▸ **PROBLEM TO SOLVE**
Report every line of the records that includes the word "pixel".
[DATA UNDER STUDY — start]
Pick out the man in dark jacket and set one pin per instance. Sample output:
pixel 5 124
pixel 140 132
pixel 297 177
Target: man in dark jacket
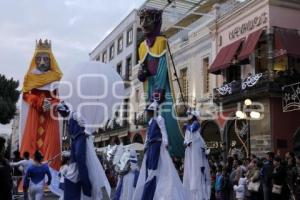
[DATA UNDER STUDY — finish]
▸ **WRITTEN RESPONSE**
pixel 5 124
pixel 140 132
pixel 297 177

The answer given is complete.